YOUR OBJECTIVE:
Pick out every line in the rows below that contains the word "shoe", and copy each one. Case counts.

DATA TO PROCESS:
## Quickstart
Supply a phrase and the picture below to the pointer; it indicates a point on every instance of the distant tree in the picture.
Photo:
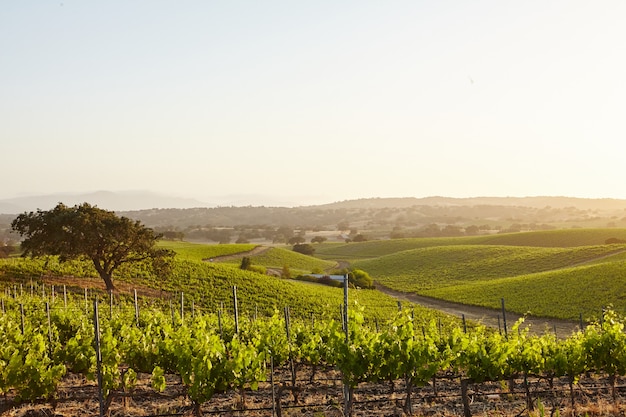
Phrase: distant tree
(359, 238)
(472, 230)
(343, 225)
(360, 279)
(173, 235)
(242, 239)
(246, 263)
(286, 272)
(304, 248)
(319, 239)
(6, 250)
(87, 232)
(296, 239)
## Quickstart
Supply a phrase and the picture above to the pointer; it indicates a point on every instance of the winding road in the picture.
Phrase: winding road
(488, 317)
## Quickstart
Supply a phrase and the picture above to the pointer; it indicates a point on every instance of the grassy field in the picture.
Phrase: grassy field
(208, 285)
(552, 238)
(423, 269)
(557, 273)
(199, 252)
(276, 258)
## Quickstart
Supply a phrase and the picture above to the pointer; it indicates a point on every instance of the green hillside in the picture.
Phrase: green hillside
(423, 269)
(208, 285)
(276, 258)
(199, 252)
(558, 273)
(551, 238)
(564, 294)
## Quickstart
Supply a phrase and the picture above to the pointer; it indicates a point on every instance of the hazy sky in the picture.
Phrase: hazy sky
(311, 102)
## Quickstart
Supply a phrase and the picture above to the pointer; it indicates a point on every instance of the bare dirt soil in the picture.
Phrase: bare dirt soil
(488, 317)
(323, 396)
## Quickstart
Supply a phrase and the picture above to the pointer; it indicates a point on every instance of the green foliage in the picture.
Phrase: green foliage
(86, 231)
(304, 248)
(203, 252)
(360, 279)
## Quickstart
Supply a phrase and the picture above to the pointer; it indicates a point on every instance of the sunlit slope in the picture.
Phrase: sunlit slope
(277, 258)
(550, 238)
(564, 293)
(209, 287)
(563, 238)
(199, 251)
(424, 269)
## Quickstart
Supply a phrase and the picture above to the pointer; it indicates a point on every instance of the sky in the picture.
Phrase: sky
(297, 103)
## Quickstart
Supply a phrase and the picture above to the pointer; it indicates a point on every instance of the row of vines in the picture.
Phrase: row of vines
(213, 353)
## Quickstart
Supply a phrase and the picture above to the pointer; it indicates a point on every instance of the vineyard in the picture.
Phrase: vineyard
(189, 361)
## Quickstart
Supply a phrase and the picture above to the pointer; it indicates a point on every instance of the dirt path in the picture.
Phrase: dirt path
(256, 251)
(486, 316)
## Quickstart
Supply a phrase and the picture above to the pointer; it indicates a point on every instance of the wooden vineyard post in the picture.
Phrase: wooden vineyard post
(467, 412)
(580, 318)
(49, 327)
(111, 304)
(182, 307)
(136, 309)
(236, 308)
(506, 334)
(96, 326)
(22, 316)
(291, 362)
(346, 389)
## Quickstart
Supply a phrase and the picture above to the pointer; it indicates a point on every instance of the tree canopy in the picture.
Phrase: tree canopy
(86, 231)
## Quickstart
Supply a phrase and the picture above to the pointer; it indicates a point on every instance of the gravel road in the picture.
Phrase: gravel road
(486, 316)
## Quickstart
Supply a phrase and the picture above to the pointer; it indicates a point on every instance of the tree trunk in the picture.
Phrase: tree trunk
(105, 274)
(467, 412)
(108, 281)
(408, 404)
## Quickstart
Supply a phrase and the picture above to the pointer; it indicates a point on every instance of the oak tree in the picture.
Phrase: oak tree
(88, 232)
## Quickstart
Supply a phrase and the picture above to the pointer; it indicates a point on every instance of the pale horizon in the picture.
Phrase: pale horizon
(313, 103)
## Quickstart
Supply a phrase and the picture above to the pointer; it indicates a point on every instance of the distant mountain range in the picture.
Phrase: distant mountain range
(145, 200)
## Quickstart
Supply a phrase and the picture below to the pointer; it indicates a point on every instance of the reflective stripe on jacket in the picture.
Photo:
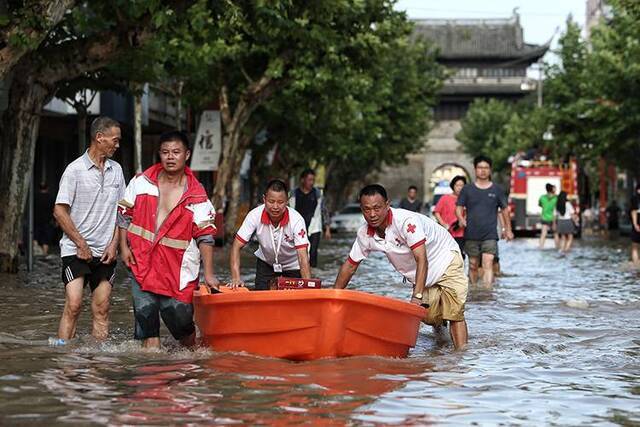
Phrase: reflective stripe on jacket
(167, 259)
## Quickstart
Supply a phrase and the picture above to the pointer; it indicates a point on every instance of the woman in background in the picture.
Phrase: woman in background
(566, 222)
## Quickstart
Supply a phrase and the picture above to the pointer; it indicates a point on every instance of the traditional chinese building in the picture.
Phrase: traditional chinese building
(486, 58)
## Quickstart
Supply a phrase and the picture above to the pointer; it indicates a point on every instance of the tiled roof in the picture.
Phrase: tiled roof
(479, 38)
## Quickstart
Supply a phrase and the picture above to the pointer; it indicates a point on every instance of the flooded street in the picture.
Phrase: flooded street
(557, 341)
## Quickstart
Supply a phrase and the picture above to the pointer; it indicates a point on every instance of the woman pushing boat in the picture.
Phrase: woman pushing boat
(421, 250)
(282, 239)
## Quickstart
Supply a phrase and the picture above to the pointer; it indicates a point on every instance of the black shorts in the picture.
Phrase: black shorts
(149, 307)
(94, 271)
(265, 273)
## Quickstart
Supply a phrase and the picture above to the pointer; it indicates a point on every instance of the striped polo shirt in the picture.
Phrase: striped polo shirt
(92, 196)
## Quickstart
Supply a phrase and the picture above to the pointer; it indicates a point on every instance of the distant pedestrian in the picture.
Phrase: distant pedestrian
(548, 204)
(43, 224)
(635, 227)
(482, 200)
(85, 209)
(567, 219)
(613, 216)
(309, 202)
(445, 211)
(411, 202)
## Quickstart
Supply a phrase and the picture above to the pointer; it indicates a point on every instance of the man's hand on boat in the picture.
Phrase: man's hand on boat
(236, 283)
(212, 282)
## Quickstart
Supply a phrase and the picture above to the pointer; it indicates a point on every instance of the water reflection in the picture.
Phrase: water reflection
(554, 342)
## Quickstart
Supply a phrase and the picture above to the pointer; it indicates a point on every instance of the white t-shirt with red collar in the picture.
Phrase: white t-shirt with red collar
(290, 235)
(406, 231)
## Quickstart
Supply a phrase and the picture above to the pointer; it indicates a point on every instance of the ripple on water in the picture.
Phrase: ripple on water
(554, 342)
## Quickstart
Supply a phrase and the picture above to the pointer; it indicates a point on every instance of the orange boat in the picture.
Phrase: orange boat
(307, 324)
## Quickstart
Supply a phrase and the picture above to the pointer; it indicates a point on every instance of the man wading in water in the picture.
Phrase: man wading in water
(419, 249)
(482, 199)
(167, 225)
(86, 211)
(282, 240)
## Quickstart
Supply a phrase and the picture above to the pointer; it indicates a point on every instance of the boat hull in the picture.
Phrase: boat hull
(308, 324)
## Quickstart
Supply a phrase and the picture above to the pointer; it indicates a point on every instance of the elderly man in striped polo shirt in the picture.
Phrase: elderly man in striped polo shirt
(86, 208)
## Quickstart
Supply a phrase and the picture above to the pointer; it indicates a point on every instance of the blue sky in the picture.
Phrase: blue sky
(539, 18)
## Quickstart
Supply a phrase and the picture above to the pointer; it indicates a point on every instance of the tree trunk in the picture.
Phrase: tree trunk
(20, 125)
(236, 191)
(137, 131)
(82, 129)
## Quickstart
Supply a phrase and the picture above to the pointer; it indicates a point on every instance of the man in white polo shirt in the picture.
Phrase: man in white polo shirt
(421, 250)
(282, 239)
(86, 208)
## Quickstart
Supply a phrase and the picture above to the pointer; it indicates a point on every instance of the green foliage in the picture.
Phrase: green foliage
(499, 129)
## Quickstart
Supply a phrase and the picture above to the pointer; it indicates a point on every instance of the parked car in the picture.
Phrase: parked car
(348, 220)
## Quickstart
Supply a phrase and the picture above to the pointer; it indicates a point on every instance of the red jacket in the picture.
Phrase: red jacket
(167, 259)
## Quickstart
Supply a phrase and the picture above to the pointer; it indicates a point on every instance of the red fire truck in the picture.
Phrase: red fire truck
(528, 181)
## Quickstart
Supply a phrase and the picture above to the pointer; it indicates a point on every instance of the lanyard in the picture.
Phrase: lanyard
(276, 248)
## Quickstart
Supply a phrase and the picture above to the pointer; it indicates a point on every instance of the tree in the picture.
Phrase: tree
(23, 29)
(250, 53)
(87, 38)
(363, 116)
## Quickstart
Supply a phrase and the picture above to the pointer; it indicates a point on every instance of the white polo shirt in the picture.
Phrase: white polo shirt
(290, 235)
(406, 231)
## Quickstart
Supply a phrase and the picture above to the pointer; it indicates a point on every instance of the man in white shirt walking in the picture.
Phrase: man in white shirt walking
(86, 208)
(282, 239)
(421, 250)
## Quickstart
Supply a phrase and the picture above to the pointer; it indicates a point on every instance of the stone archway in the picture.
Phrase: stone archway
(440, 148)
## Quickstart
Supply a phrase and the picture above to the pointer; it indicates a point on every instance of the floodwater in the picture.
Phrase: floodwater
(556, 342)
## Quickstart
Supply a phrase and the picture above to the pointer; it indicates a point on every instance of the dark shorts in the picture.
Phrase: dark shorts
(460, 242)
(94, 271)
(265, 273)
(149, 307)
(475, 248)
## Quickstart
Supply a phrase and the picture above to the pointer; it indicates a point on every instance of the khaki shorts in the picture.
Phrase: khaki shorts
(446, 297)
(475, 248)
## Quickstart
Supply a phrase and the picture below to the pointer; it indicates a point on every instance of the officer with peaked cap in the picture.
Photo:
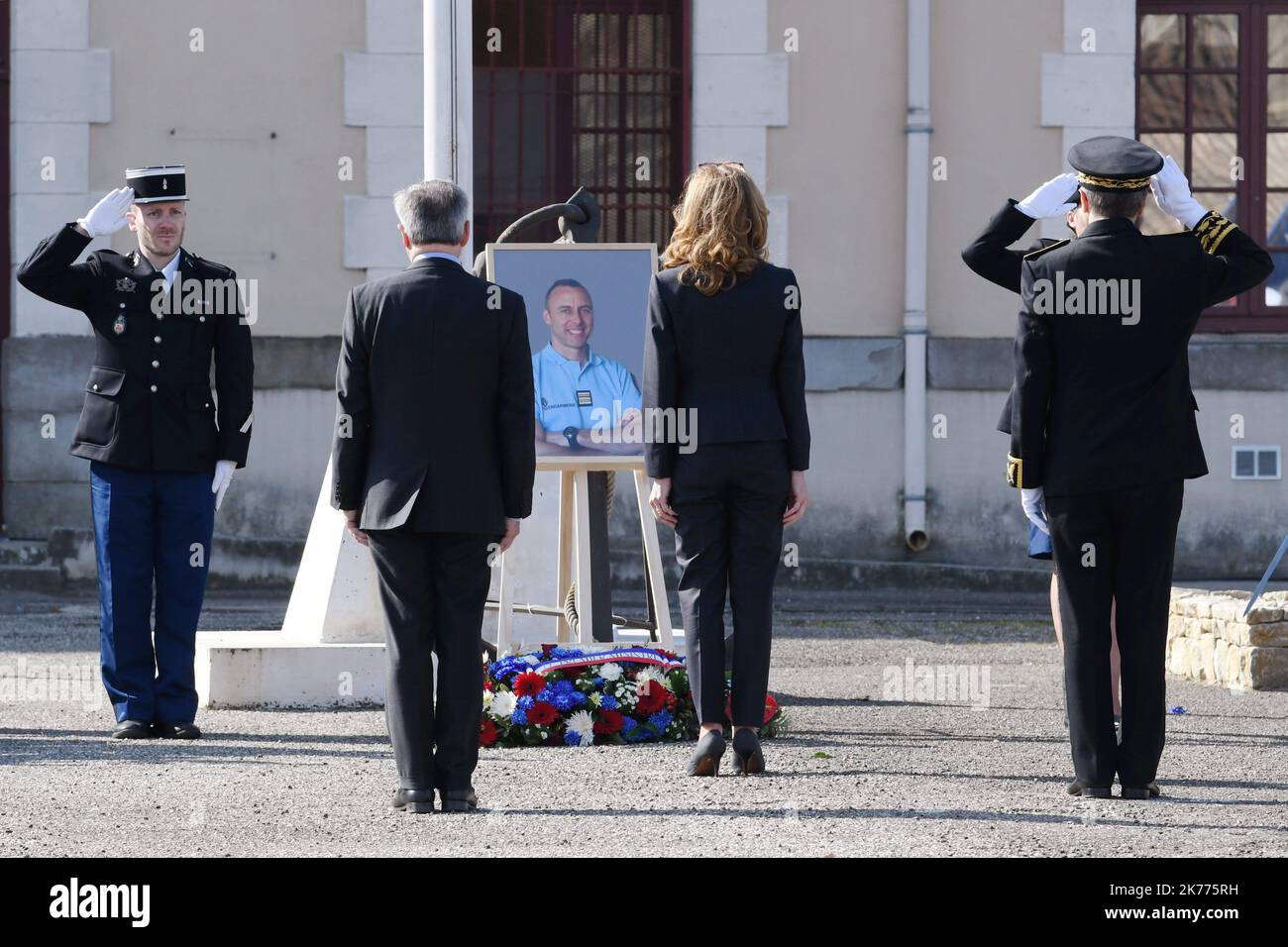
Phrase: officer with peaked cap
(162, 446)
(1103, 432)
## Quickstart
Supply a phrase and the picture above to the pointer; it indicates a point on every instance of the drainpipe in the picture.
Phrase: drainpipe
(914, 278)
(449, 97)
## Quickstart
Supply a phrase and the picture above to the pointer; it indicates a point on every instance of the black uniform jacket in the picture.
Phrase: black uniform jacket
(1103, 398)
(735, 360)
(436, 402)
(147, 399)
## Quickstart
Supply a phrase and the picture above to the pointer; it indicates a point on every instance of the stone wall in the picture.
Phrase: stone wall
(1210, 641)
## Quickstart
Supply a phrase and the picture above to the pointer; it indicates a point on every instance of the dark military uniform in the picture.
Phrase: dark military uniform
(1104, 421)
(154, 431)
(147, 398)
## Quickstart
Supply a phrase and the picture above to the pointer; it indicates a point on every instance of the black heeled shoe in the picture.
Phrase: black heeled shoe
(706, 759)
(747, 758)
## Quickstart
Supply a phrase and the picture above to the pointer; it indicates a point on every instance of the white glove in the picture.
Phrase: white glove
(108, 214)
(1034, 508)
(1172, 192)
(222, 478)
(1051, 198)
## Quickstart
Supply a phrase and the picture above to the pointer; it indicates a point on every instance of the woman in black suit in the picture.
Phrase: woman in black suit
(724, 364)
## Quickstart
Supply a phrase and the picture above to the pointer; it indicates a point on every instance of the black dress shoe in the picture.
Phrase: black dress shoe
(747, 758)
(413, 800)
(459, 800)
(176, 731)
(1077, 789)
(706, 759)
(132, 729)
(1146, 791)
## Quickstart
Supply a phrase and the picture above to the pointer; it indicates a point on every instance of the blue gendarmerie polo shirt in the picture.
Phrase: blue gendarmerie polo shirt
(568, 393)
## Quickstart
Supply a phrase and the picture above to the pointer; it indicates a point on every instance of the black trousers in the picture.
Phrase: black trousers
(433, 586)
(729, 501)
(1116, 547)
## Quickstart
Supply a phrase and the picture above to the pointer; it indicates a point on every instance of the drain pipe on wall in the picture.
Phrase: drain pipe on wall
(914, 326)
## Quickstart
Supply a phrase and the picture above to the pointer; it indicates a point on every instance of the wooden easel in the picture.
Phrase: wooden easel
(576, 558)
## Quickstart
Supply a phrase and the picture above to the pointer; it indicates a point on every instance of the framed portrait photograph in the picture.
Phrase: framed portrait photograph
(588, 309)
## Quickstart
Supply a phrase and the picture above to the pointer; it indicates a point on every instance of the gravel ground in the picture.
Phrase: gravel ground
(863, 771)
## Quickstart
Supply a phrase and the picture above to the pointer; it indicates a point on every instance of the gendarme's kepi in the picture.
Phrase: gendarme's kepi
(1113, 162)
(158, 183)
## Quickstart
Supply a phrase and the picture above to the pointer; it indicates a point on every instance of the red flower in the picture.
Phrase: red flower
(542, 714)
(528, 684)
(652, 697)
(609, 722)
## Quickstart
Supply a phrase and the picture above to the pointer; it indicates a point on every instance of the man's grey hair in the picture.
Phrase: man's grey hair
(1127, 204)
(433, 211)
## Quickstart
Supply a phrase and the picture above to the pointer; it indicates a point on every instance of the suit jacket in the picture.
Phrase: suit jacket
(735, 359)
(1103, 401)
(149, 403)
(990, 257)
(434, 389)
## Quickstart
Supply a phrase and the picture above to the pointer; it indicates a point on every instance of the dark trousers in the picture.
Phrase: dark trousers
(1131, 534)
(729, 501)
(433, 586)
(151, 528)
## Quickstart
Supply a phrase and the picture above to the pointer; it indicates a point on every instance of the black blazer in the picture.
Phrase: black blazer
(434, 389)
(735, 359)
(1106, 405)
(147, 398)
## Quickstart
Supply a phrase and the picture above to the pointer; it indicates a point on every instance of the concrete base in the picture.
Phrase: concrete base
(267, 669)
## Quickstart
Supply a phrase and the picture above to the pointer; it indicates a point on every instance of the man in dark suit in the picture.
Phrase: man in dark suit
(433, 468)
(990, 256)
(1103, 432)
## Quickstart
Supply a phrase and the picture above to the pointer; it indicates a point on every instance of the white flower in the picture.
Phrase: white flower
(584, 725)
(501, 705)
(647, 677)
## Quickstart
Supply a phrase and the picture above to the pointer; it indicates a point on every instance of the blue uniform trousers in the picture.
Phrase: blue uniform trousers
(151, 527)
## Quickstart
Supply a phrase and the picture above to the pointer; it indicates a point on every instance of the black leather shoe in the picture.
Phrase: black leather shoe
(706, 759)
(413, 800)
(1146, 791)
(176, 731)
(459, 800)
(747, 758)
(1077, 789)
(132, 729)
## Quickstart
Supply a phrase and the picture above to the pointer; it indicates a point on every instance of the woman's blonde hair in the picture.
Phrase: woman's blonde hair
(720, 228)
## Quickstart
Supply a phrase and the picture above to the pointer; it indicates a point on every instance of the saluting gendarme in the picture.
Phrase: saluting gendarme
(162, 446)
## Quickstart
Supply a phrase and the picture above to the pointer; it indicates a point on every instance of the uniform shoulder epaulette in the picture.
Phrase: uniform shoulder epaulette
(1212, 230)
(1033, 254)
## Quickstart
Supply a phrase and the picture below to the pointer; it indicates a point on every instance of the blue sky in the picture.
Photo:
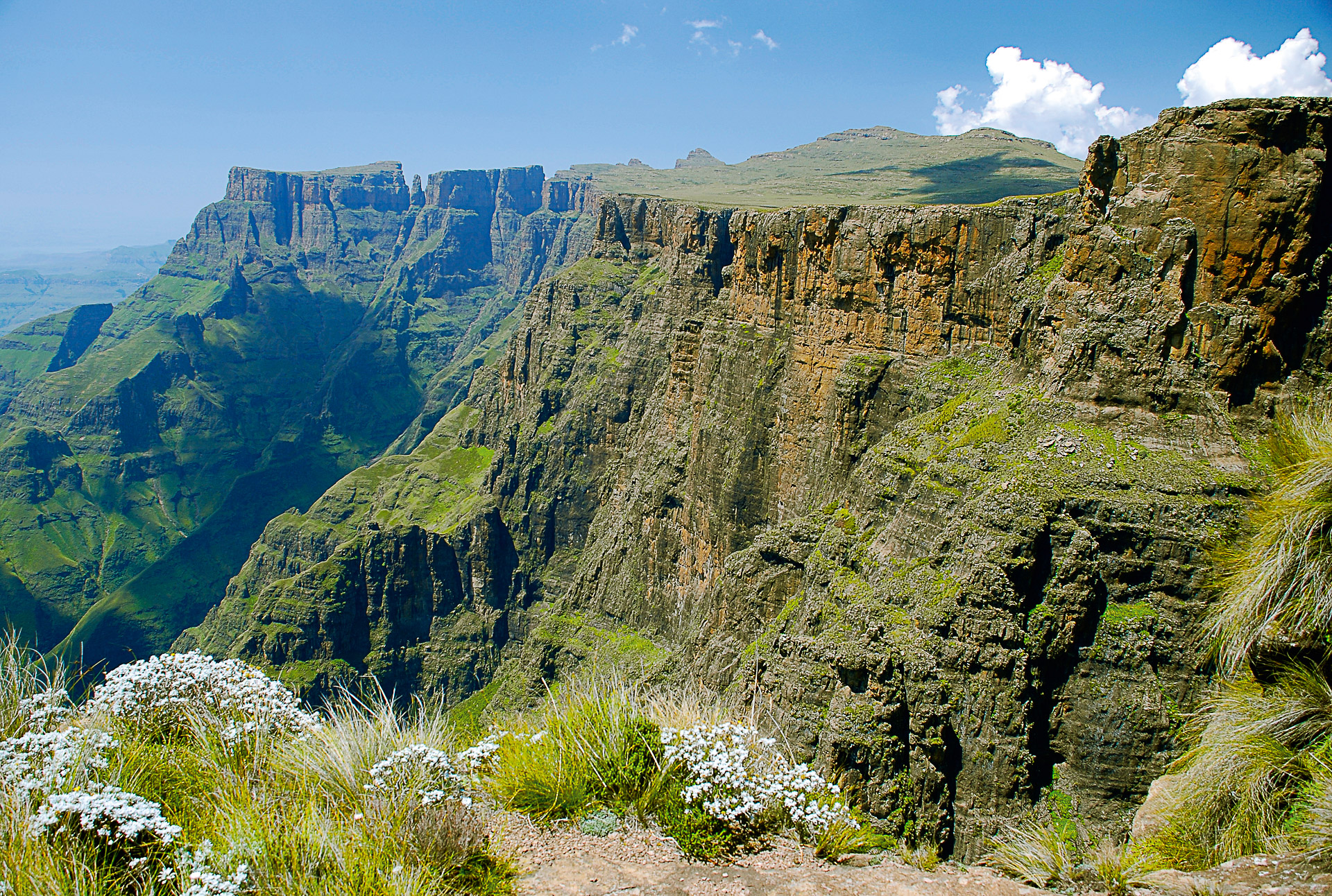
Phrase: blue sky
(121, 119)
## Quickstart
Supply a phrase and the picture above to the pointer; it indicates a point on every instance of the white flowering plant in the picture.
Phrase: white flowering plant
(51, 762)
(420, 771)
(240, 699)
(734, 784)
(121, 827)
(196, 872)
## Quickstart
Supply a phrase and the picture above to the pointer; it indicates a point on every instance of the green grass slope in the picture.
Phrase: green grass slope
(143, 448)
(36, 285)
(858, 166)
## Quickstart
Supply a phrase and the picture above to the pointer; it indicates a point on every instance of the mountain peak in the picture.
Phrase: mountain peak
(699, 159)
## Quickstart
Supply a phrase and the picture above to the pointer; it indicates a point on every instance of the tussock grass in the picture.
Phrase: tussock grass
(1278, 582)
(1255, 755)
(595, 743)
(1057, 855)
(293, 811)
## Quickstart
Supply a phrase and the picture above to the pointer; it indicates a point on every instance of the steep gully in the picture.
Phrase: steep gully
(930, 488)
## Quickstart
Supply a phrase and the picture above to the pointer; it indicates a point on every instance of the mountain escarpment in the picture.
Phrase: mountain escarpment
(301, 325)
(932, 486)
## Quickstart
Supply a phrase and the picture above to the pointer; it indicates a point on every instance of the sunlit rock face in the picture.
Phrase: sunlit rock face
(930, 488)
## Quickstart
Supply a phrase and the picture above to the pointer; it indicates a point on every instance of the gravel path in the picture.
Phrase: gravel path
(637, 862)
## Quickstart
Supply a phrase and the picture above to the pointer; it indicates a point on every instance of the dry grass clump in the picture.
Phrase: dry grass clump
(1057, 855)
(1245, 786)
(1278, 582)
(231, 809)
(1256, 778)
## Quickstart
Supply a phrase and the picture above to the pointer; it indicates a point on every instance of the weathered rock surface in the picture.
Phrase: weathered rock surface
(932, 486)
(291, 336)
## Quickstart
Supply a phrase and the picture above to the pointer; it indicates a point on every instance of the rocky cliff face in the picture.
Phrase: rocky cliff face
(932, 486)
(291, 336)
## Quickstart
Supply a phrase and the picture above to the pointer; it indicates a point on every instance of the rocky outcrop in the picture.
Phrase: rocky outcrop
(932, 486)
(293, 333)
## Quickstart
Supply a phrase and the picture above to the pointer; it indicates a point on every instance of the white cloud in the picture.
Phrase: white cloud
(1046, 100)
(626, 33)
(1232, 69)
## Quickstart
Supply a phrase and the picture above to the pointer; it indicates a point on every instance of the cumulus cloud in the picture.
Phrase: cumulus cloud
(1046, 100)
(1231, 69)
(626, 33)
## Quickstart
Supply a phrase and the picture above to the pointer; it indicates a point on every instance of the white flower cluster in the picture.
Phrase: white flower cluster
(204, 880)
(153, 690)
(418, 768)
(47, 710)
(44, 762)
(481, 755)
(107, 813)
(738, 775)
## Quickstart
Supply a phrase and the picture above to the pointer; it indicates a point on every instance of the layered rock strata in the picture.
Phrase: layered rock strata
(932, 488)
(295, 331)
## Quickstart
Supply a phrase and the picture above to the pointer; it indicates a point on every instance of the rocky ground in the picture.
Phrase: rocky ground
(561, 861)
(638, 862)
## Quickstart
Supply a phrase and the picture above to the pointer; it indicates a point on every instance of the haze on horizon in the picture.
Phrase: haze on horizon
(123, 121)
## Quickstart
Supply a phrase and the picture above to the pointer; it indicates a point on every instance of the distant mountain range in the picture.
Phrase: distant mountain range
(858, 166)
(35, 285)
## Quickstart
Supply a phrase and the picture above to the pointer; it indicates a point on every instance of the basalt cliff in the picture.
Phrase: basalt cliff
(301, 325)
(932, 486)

RESPONSE:
Supply a phrase and the picture above to the pointer; it indicates a point on every instance of the black heeled shoe in the picture.
Phrase: black heeled shoe
Supply a phrase and the picture above to the pointer; it indicates a point on every instance of the black dress shoe in the picture.
Phrase: black dress shoe
Supply a phrase and the picture above to the pointer; it indicates a point on every instance of the black leather shoe in the picture.
Phrase: black leather shoe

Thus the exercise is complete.